Using the text about becoming a morning person, explain why the writer turned off the alarm on day 29 and went back to sleep. Answer in one to three sentences.

> **Supplied text**
- - - - -

It hasn’t been easy goal, as a lifelong night owl, with an average bed time of 1am, to switch. In fact its been painful and extremely taxing to my willpower. I have thrown every reason and excuse at myself to not get out of my warm bed and for the last 28 mornings I have been up on my feet to greet every 6am. Every morning I have meditated, exercised, worked and increased my day with improved productivity, focus and satisfaction. I can see that becoming a morning person will, for me, change my life.

My decision today on day 29 should have sucked. And would have, if hadn’t consciously decided to be kind on myself, choosing to sacrifice what I wanted for something greater. So rather than go back to the beginning and restarting or even worse, quitting. I’ve counted today as a (necessary) blip.

It was a conscious choice after repeating schedules of four nightshifts, three manic dayshifts and another repeat cycle looming. No down time, little sleep, my head and body in chaos and exhaustion levels, well exhausted. The early life of bootstrapping a company and holding down a full-time job is not glamorous or enviable by any stretch of my imagination. And when my alarm went off at 0550 this morning even though I knew there was only two more days to win my goal. I choose happily to turn off the alarm and go back to sleep.

- - - - -

> **Entries**
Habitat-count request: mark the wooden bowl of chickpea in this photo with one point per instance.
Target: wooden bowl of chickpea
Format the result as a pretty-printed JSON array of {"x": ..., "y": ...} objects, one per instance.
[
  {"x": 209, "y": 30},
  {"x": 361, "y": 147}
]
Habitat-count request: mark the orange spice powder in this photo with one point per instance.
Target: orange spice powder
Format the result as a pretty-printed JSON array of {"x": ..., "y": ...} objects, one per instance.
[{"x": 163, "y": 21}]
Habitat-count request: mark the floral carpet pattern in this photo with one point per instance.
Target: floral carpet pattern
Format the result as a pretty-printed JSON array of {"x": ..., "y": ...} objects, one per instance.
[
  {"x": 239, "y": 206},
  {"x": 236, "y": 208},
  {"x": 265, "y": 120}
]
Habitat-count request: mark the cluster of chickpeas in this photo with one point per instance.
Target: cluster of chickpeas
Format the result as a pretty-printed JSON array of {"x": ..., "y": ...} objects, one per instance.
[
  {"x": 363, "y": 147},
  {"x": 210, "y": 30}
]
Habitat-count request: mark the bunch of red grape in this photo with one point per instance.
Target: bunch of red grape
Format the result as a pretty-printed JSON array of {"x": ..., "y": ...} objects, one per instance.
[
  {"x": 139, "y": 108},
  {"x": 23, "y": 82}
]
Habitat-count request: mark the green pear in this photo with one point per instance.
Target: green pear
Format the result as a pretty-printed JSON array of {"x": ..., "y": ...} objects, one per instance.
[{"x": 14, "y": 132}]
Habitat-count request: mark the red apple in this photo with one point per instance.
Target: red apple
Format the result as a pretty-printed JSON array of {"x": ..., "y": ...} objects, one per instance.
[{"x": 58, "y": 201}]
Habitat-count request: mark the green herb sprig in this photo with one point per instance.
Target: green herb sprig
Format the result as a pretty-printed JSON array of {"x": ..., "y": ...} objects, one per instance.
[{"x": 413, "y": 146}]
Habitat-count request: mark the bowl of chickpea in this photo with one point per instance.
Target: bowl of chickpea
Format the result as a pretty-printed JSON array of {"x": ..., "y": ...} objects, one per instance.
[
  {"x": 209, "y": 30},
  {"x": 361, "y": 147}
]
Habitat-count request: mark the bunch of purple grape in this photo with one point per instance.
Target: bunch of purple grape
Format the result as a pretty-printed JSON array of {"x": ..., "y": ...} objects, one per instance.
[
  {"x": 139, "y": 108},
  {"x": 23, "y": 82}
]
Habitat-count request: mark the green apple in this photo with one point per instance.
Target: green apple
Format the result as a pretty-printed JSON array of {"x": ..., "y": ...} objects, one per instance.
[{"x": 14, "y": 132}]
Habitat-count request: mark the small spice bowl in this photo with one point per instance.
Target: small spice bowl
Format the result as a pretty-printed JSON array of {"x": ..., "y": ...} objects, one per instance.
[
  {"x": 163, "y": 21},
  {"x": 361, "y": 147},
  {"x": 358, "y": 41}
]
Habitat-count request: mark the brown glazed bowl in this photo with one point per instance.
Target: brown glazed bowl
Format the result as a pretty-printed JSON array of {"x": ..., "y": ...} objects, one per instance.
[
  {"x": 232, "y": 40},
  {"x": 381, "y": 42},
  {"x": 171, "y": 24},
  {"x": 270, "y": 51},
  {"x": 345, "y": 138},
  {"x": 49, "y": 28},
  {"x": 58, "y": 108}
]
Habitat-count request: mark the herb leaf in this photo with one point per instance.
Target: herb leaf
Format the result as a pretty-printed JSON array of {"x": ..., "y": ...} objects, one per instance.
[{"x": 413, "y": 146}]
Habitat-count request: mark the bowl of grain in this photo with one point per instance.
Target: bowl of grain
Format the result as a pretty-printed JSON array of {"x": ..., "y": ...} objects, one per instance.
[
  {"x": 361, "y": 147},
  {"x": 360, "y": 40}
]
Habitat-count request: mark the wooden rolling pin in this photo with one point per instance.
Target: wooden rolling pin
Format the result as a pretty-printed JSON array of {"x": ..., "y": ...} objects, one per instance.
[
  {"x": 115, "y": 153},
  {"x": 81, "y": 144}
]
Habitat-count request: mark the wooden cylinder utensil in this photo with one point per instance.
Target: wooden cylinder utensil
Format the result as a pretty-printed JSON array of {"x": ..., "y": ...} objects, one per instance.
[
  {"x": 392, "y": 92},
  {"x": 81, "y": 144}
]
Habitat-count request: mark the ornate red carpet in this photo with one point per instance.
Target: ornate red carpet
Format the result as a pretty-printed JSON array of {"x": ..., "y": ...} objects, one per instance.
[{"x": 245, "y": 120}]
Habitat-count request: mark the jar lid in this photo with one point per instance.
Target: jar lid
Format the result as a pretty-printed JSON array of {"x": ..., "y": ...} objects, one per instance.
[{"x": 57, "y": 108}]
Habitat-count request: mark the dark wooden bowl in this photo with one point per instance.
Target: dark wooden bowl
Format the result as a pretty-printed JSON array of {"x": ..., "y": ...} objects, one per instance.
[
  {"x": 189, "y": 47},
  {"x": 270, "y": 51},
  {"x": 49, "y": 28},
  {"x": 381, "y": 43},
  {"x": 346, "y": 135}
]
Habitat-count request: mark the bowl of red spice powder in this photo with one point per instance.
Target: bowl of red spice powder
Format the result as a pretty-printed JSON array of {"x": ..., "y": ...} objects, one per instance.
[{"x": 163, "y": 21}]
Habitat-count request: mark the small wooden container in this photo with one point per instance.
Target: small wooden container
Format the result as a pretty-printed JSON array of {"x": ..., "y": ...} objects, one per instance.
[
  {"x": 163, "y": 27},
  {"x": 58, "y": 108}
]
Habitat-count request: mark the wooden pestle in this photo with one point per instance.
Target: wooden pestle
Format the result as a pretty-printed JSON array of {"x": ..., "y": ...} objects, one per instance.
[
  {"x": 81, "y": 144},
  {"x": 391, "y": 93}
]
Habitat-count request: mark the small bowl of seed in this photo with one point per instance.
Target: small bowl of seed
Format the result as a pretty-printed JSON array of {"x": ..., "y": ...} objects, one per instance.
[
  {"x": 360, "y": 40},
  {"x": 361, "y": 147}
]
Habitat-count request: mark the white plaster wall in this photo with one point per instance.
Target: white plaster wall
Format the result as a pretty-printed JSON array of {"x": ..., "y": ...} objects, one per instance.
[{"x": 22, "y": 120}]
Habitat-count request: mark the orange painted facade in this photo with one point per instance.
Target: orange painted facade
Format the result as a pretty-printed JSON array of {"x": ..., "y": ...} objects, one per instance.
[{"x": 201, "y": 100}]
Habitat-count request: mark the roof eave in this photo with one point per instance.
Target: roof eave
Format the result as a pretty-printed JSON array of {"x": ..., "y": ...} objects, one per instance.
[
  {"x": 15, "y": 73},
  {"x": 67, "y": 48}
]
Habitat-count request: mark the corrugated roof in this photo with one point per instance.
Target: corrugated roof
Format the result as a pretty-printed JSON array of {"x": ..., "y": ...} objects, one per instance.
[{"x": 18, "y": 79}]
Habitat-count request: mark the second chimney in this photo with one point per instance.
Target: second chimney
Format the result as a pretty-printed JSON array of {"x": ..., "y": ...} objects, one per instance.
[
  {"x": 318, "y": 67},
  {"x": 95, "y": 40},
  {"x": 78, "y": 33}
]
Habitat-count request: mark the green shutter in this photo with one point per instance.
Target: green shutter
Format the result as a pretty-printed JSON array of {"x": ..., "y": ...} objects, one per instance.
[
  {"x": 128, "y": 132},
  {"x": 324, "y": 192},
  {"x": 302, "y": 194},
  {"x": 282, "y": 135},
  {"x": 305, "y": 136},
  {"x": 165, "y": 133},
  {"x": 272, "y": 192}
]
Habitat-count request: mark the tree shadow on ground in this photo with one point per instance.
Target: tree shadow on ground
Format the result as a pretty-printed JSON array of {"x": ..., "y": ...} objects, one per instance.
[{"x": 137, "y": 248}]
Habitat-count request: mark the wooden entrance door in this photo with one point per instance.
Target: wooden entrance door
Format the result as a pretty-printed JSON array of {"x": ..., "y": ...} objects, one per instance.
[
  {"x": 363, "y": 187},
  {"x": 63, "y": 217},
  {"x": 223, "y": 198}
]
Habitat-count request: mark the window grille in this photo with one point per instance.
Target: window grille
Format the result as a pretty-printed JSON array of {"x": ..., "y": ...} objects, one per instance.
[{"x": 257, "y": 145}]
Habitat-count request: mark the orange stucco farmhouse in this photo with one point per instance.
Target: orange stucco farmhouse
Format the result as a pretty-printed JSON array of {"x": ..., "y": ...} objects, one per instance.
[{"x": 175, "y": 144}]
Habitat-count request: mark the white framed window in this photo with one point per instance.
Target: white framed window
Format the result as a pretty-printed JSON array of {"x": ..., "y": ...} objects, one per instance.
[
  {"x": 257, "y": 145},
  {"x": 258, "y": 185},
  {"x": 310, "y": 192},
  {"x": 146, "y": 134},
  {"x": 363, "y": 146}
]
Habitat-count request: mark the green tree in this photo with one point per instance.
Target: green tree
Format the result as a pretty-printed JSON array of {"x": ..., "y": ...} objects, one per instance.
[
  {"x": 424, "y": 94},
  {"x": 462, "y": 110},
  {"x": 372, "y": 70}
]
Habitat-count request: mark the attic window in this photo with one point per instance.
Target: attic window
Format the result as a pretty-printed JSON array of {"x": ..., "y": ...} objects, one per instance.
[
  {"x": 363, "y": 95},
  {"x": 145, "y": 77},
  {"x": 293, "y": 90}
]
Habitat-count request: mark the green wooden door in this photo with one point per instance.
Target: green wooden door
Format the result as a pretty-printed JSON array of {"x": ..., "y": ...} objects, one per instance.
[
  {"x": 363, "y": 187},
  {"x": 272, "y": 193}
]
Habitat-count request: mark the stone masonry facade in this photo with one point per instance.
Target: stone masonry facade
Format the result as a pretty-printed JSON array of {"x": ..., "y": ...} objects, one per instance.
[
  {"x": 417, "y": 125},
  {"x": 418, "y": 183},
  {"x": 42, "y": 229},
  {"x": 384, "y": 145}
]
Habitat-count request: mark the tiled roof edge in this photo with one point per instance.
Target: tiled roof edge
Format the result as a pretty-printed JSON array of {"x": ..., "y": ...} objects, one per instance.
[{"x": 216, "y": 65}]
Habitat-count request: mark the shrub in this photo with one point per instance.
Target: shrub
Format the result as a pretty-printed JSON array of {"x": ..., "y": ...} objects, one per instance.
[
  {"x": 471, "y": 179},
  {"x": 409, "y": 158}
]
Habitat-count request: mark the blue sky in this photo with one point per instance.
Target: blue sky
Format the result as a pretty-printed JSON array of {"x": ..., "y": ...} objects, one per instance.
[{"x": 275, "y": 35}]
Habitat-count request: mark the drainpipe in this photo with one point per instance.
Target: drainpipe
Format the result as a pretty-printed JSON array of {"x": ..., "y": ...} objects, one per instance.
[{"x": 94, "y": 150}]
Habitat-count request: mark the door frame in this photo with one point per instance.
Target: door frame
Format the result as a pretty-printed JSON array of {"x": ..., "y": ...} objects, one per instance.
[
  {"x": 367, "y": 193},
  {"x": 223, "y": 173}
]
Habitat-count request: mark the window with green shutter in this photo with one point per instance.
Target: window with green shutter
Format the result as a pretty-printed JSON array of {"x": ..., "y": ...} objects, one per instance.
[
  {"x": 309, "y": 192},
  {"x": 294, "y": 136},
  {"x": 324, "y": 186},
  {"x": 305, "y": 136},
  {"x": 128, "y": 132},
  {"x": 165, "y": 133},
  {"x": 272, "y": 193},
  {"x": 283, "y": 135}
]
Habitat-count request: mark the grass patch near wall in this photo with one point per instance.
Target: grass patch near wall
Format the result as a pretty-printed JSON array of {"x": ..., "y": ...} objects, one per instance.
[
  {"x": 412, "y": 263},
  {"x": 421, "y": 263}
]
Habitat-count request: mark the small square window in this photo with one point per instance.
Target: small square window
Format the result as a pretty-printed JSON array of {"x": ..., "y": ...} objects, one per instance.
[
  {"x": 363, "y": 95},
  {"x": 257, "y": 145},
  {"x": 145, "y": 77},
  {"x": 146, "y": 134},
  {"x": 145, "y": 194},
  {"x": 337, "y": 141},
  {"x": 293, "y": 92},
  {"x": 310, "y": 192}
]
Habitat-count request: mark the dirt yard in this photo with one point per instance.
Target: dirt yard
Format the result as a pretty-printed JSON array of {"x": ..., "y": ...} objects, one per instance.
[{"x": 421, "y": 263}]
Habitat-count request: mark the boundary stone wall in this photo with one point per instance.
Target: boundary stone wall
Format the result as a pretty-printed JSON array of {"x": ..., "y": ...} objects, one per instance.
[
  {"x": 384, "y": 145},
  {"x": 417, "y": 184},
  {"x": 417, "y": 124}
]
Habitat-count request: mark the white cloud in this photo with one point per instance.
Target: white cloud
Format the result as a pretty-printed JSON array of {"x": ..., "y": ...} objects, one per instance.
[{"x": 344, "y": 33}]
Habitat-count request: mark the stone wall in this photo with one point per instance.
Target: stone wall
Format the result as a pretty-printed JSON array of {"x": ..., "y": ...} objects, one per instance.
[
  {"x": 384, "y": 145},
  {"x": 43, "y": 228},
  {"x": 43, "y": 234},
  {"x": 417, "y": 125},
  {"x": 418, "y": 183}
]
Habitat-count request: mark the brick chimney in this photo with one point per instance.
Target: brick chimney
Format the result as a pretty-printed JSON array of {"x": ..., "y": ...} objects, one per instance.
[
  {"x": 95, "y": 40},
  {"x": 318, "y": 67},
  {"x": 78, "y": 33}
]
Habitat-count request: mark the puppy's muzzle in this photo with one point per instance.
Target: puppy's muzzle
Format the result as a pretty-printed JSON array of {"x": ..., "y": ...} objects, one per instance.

- - - - -

> **The answer**
The writer had been working repeated schedules of four nightshifts and three manic dayshifts, with another cycle coming. This came on top of bootstrapping a company while holding a full-time job. It left no down time and little sleep, and the writer's head and body were in chaos and exhaustion, so sleeping in was a conscious choice to be kind to themselves.